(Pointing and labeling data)
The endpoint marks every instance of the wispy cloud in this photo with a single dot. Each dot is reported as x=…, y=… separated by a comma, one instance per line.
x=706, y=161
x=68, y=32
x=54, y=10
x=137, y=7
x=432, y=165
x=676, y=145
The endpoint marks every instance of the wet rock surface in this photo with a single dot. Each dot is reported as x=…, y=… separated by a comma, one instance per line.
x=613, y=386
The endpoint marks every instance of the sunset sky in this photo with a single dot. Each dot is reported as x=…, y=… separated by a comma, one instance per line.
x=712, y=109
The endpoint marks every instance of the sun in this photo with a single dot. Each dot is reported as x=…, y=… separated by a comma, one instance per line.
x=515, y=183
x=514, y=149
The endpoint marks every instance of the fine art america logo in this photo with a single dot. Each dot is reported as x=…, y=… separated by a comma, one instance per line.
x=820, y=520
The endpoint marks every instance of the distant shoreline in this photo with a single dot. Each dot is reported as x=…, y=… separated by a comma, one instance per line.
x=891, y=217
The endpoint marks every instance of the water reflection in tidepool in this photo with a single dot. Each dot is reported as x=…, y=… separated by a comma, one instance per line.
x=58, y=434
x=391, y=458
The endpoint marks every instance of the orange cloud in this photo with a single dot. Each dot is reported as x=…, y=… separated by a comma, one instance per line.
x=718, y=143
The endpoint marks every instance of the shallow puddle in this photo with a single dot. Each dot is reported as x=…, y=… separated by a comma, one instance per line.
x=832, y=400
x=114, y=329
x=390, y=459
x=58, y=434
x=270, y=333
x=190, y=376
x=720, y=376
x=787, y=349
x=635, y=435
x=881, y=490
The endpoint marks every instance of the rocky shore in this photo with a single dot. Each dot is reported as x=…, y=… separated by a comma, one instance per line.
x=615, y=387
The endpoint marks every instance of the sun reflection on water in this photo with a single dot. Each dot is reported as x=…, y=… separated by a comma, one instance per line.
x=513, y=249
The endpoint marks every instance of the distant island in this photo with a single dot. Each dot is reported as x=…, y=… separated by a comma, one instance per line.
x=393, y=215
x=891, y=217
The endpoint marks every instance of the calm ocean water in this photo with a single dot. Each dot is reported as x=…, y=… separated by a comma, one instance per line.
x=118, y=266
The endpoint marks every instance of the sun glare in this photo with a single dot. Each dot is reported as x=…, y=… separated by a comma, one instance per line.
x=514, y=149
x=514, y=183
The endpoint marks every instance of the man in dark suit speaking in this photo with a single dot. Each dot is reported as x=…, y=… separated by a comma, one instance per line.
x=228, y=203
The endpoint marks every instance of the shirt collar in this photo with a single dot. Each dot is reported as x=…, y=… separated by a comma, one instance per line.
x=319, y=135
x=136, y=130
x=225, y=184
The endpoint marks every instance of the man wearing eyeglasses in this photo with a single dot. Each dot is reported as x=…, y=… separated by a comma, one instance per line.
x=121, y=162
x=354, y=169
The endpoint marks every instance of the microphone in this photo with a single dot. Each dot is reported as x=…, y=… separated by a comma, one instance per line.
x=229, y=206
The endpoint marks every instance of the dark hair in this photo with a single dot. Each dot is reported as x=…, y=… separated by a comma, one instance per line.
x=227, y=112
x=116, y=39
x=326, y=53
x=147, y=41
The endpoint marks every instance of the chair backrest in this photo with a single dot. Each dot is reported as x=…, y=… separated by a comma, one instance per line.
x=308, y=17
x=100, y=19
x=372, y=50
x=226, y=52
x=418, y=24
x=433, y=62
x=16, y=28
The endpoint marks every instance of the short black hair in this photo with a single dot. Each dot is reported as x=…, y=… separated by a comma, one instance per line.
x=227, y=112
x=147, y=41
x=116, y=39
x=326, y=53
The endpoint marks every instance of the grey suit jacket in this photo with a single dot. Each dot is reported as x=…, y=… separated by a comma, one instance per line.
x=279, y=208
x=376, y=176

:: CHALLENGE ::
Reproduce the data above verbatim, with every line unchanged and in its original order.

:: SOLVED PROBLEM ::
The endpoint marks every instance of the wispy cloud in this photo with a single dot. Each dot is reported as x=…, y=… separated by a comma, one instance per line.
x=706, y=161
x=68, y=32
x=54, y=10
x=137, y=7
x=432, y=165
x=676, y=145
The endpoint marks every instance of the wet rock surface in this photo with a single dot. Each dot is reported as x=…, y=… separated by a comma, one instance per line.
x=613, y=386
The endpoint marks every instance of the sunset sky in this photo with a single dot. Each dot is reported as x=…, y=… separated by a comma, one instance per line.
x=712, y=109
The endpoint marks every instance of the sun in this photo with a single dot. Each dot is reported as x=…, y=… separated by a comma, one instance per line.
x=515, y=183
x=514, y=149
The endpoint marks every instance of the fine art america logo in this photo with a single dot. Each dot is reported as x=…, y=… separated by a comma, one instance per line.
x=820, y=520
The endpoint marks every instance of the distant shoreline in this photo with a single dot. Each dot is reported as x=…, y=… separated by a comma, one instance per line.
x=891, y=217
The endpoint marks every instance of the water reflection in tidepool in this photo with a single dot. Each dot is reported as x=…, y=… separated by a comma, one instance per line.
x=58, y=434
x=391, y=458
The endpoint marks every instance of the orange cloud in this photo with a single dot. Each dot is reported as x=…, y=… separated by a comma, one instance per line.
x=718, y=143
The endpoint marks every instance of the shallow puddle in this photo with a single dot. Each dot is reported as x=…, y=… separated by a comma, one instance per line.
x=832, y=400
x=114, y=329
x=390, y=459
x=58, y=434
x=270, y=333
x=190, y=376
x=720, y=376
x=787, y=349
x=635, y=435
x=881, y=490
The endpoint marks every instance of the rocky shore in this photo with a single dot. Each dot is reported as x=…, y=… separated by a comma, one instance per line.
x=615, y=387
The endpoint marks every instance of the sun reflection on water in this photo with a single dot. Each dot is reported as x=…, y=… separated by a comma, one instance per line.
x=513, y=249
The endpoint marks every instance of the distant island in this photo with a single dot. Each dot is reported as x=…, y=… separated by a comma, one instance per line.
x=393, y=215
x=891, y=217
The endpoint marks every instance of the calm ocean water in this photo with a single dot. Each dot is reported as x=…, y=… separated by a comma, one instance per line.
x=118, y=266
The endpoint marks every instance of the sun glare in this photo with a single dot. Each dot is reported as x=…, y=… separated by a comma, one instance per line.
x=514, y=149
x=514, y=183
The endpoint marks every instance of the man in dark suit speaking in this photo with a single dot. Each dot is reported as x=…, y=… separated by a comma, one instance per line.
x=228, y=203
The endpoint marks every instance of the shirt collar in this photo with a single dot. Each dot is reported as x=…, y=… separated by a comma, one instance per line.
x=319, y=135
x=136, y=130
x=225, y=184
The endpoint marks every instance of the man wearing eyeglasses in this photo with a single dot. Each dot is reported as x=…, y=… separated by a comma, one instance per line.
x=121, y=162
x=354, y=169
The endpoint marks every instance of the microphone in this photo with a single dot. Each dot is reported as x=…, y=… separated by a comma, one instance per line.
x=229, y=206
The endpoint marks every instance of the dark hair in this photo with a single dot. Each dot is reported as x=…, y=… separated by a comma, one instance per line.
x=227, y=112
x=116, y=39
x=326, y=53
x=147, y=41
The endpoint marks every instance of the chair backrest in this photo with a single dot. Each dot is reported as x=…, y=… separated by a comma, one instance per line.
x=308, y=17
x=100, y=19
x=372, y=50
x=226, y=52
x=418, y=24
x=433, y=62
x=16, y=28
The endpoint marks every instance of the short black hair in this photo with a single dot. Each dot is reported as x=…, y=… separated by a comma, one instance per line.
x=227, y=112
x=147, y=41
x=116, y=39
x=326, y=53
The endpoint marks every instance of the grey suit jacket in this photo with a single dot. Each dot is reported as x=…, y=… separated by a comma, one instance per line.
x=279, y=208
x=376, y=176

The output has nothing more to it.